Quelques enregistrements
== == ==

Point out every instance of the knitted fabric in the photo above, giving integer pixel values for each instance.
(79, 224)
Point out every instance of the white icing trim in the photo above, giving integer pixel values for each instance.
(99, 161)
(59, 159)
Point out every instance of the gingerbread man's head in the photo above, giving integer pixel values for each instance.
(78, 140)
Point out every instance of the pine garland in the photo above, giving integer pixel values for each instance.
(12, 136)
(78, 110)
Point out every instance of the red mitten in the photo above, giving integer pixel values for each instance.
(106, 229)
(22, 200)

== == ==

» CONSIGNE: Mettez sous forme de liste JSON de chaînes les lignes des enregistrements ci-dessus, depuis celle qui contient « Point out every instance of the gingerbread » jusqu'à la fin des enregistrements. Chaque ligne doit correspondre à une chaîne, et les lignes vides doivent être omises.

» RÉPONSE ATTENDUE:
[
  "Point out every instance of the gingerbread man's head in the photo above, giving integer pixel values for each instance.",
  "(78, 140)",
  "Point out every instance of the pine garland in the photo above, giving integer pixel values for each instance.",
  "(12, 136)",
  "(78, 110)",
  "Point out every instance of the red mitten in the photo above, giving integer pixel values for each instance.",
  "(106, 229)",
  "(22, 200)"
]